Restoring React Reducer State Across Browser Sessions

Posted on

This is a story about how we used io-ts to save React useReducer state for later. Saved state may be restored months later, in a different browser, while both the React code and the data used by the reducer have continued to change over time. The solution described here is in production on the site you're looking at. First, a short description of the application itself:

Execute Program is an interactive learning platform made up of courses (like TypeScript or Regular Expressions). Each course is made up of many lessons (like Generic function types or Character classes). And each lesson is made up of interactive code examples mixed with paragraphs of text.

As a user goes through a lesson, they reveal one example or paragraph after another. We call those "steps": each code example is a step and each paragraph is a step. When they reach the last step, the client code tells the server that the user has finished the lesson.

Here's the problem:

  1. A user starts a long lesson that might take 20 minutes to finish.
  2. They close the browser tab for some reason.
  3. The next day, they go back to the lesson.
  4. Now they have to start from the beginning of the lesson.

Here's a video of our solution in action. We advance through a paragraph and an initial, non-interactive code example. Then we reload the page and choose to resume the lesson. Then we reload the page again and choose to restart the lesson.

Let's examine a series of possible solutions, beginning with the simplest.

Solution 1: Store the current step index.

# ENTRIES PROVIDED:
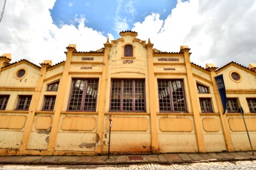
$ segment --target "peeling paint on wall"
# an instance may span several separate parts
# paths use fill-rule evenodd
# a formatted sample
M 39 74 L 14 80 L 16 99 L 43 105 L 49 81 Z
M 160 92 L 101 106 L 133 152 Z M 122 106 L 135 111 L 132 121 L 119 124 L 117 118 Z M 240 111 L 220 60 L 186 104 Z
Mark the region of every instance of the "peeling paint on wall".
M 81 148 L 85 147 L 85 148 L 92 148 L 95 146 L 95 144 L 94 143 L 85 143 L 83 142 L 79 145 L 79 147 Z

# YOUR TASKS:
1. Decide whether each statement agrees with the article on restoring React reducer state, answering yes or no and quoting the deciding words: (a) The approach described is running in production on the site itself. (b) Every paragraph in a lesson counts as a step. (c) The client code notifies the server when a user opens a lesson.
2. Carry on writing the article on restoring React reducer state, starting right after its final heading.

# ANSWERS:
1.
(a) Yes: "The solution described here is in production on the site you're looking at."
(b) Yes: "each code example is a step and each paragraph is a step."
(c) No: "When they reach the last step, the client code tells the server that the user has finished the lesson."

2.
React's useReducer manages large state objects with complex transitions. The developer defines how the object will change in response to user actions. For example, when we clicked the "Continue" button in the example above, our reducer incremented the step index by 1.

In our lessons, the reducer state contains the full step objects as retrieved from the API, including the actual code and paragraph text. It also contains various metadata, including an index variable: a number representing the current step's index in the step array. When the user finishes a step – for example, by completing a code example – we increment the index and the UI shows the next step.

The first possible solution is to save the step index somewhere: maybe on the server, or maybe in the browser's localStorage. This works... but only if our lessons never change.

Our lessons changes almost every day as we tweak them in response to user feedback. If we insert, delete, or reorder steps, then the stored index will be wrong. The user will get to a certain point in a lesson, then leave, then come back, and the lesson will resume at the wrong step. We need a solution that always resumes to the correct point in the lesson.

Solution 2: Invalidate the step index when the lesson changes.

We can store the step index on the server or in the browser's local storage, but also have a way to invalidate it when the lesson content changes. The easiest solution here is a hash over the entire lesson's content: all of the code examples and all of the explanatory text. We store the hash alongside the step index.

Later, when a user returns to the lesson, we compare the stored hash against the current lesson hash. If they match, we offer to resume the lesson. Any content change will result in a different hash, so we'll ignore the stored step index whenever the lesson changes. This works... but it only restores the step index. What about the other metadata that the client gathers during the lesson?

We care about that metadata! For example, we want to know how many attempts the user made at each code example. Aggregating those numbers can show us when certain examples are too difficult.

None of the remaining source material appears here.